Document extract:
↓↓↓
Chapter 16 — Evaluating Forecasts

In the previous chapter, we learned how forecasts are generated from time series models.

But an important question remains:

Forecasting is not only about producing predictions.

It is also about evaluating forecast quality.

A model that fits historical data very well may still forecast poorly out of sample.

This chapter introduces the most commonly used measures of forecast accuracy and forecast quality.

We will use a real example based on Thai inflation forecasts to illustrate the ideas.
↑↑↑
Information shown:
↓↓↓
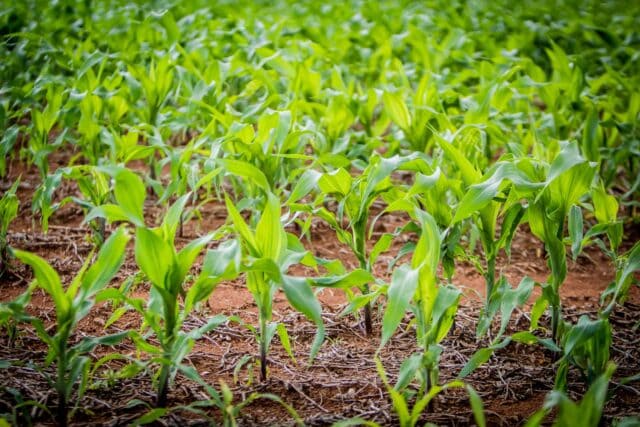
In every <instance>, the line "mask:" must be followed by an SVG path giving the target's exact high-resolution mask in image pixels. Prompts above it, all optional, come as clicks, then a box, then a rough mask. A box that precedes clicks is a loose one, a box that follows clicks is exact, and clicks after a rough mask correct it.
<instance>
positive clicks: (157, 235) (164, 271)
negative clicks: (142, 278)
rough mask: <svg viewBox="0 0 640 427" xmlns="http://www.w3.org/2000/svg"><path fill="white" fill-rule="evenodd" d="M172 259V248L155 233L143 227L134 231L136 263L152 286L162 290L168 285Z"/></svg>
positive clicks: (172, 252)
mask: <svg viewBox="0 0 640 427" xmlns="http://www.w3.org/2000/svg"><path fill="white" fill-rule="evenodd" d="M174 257H175V255H174V251H173V248H172V247H171V246H170V245H169V244H168V243H167V242H165V241H164V240H163V239H162V238H160V236H158V234H157V233H155V232H154V231H152V230H150V229H148V228H144V227H138V228H137V229H136V244H135V258H136V262H137V263H138V266H140V269H141V270H142V272H143V273H144V274H145V275H146V276H147V277H148V278H149V280H150V281H151V283H152V284H153V285H155V286H157V287H159V288H163V289H164V288H165V286H166V285H170V283H167V281H168V275H169V272H170V271H171V269H172V268H173V266H174V264H175V260H174Z"/></svg>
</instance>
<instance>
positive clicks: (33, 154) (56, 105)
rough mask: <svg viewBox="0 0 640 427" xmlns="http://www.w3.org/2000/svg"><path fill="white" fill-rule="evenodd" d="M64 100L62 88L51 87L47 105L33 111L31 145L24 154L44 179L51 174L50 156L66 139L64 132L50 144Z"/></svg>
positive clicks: (32, 117) (26, 150) (35, 109)
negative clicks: (33, 163)
mask: <svg viewBox="0 0 640 427" xmlns="http://www.w3.org/2000/svg"><path fill="white" fill-rule="evenodd" d="M64 98H65V93H64V90H63V89H62V88H60V87H55V86H51V87H49V88H48V89H47V94H46V102H47V105H46V106H45V107H44V108H43V109H42V111H41V110H39V109H37V108H34V109H33V110H32V111H31V122H32V126H31V133H30V138H29V145H28V147H26V148H25V149H24V153H26V154H27V155H28V158H29V162H32V163H34V164H35V165H36V167H37V168H38V171H39V172H40V177H41V178H42V179H44V178H45V177H46V176H47V174H48V172H49V154H51V153H52V152H54V151H55V150H56V149H57V148H58V147H59V146H60V145H62V142H63V141H64V138H65V132H64V131H63V132H62V133H61V134H60V135H59V136H58V137H57V138H56V140H55V141H54V142H53V143H50V142H49V134H50V132H51V131H52V130H53V128H54V126H55V125H56V123H57V122H58V120H59V118H60V112H61V111H62V103H63V101H64Z"/></svg>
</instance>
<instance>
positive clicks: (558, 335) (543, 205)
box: [528, 143, 596, 343]
mask: <svg viewBox="0 0 640 427" xmlns="http://www.w3.org/2000/svg"><path fill="white" fill-rule="evenodd" d="M595 174H596V165H595V164H593V163H591V162H589V161H587V160H585V159H584V158H583V157H582V156H581V155H580V153H579V151H578V147H577V146H576V145H575V144H570V143H567V144H565V145H564V146H563V147H562V149H561V151H560V152H559V153H558V155H557V157H556V158H555V159H554V160H553V162H552V163H551V164H550V165H549V169H548V172H547V176H546V179H545V181H544V186H543V187H542V188H540V189H538V190H537V191H535V192H534V193H533V194H532V195H530V196H529V208H528V220H529V226H530V227H531V232H532V233H533V234H534V235H535V236H536V237H538V238H539V239H540V240H542V241H543V242H544V244H545V248H546V250H547V253H548V256H549V261H548V263H549V267H550V269H551V276H550V278H549V279H548V280H547V283H546V285H543V292H542V296H541V297H540V299H539V300H538V301H537V302H536V305H535V307H534V309H533V311H534V312H533V313H532V326H534V325H535V324H536V323H537V318H538V317H539V314H540V313H541V310H543V309H544V308H546V306H547V305H550V306H551V331H552V336H553V339H554V340H555V341H556V342H557V343H558V342H560V338H561V335H562V333H563V331H562V327H563V322H562V304H561V301H560V286H561V285H562V283H563V282H564V280H565V278H566V275H567V257H566V249H565V244H564V238H565V233H566V227H565V222H566V220H567V216H568V215H569V213H570V212H571V211H572V210H573V211H575V210H576V209H579V206H578V205H579V202H580V199H581V198H582V197H583V196H584V195H585V194H588V193H589V192H590V190H591V186H592V183H593V178H594V176H595Z"/></svg>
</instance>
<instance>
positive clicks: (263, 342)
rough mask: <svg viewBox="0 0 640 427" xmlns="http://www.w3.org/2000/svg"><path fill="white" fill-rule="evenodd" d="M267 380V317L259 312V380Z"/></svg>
mask: <svg viewBox="0 0 640 427" xmlns="http://www.w3.org/2000/svg"><path fill="white" fill-rule="evenodd" d="M266 380H267V317H266V316H265V315H264V313H262V312H261V314H260V381H262V382H264V381H266Z"/></svg>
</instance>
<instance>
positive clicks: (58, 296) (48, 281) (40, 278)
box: [13, 249, 71, 321]
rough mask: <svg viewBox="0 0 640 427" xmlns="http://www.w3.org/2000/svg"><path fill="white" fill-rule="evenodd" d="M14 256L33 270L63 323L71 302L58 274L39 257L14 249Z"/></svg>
mask: <svg viewBox="0 0 640 427" xmlns="http://www.w3.org/2000/svg"><path fill="white" fill-rule="evenodd" d="M13 254H14V255H15V257H16V258H17V259H19V260H20V261H22V262H23V263H25V264H27V265H29V266H30V267H31V268H32V269H33V274H34V275H35V277H36V280H37V285H38V287H40V288H42V289H43V290H44V291H45V292H46V293H47V294H49V296H50V297H51V298H52V299H53V302H54V303H55V306H56V315H57V316H58V319H59V320H61V321H62V320H63V319H64V318H65V316H66V315H67V313H68V311H69V308H70V305H71V301H70V300H69V299H68V298H67V295H66V294H65V292H64V289H63V288H62V282H61V281H60V276H58V273H56V271H55V270H54V269H53V268H52V267H51V266H50V265H49V264H48V263H47V262H46V261H45V260H44V259H42V258H40V257H39V256H38V255H35V254H32V253H30V252H25V251H21V250H18V249H14V251H13Z"/></svg>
↑↑↑
What the exercise asks:
Retype the entire chapter opening on evaluating forecasts word for word. The listing stands apart from the chapter opening on evaluating forecasts.

Output of the exercise:
Chapter 16 — Evaluating Forecasts

In the previous chapter, we learned how forecasts are generated from time series models.

But an important question remains:

Forecasting is not only about producing predictions.

It is also about evaluating forecast quality.

A model that fits historical data very well may still forecast poorly out of sample.

This chapter introduces the most commonly used measures of forecast accuracy and forecast quality.

We will use a real example based on Thai inflation forecasts to illustrate the ideas.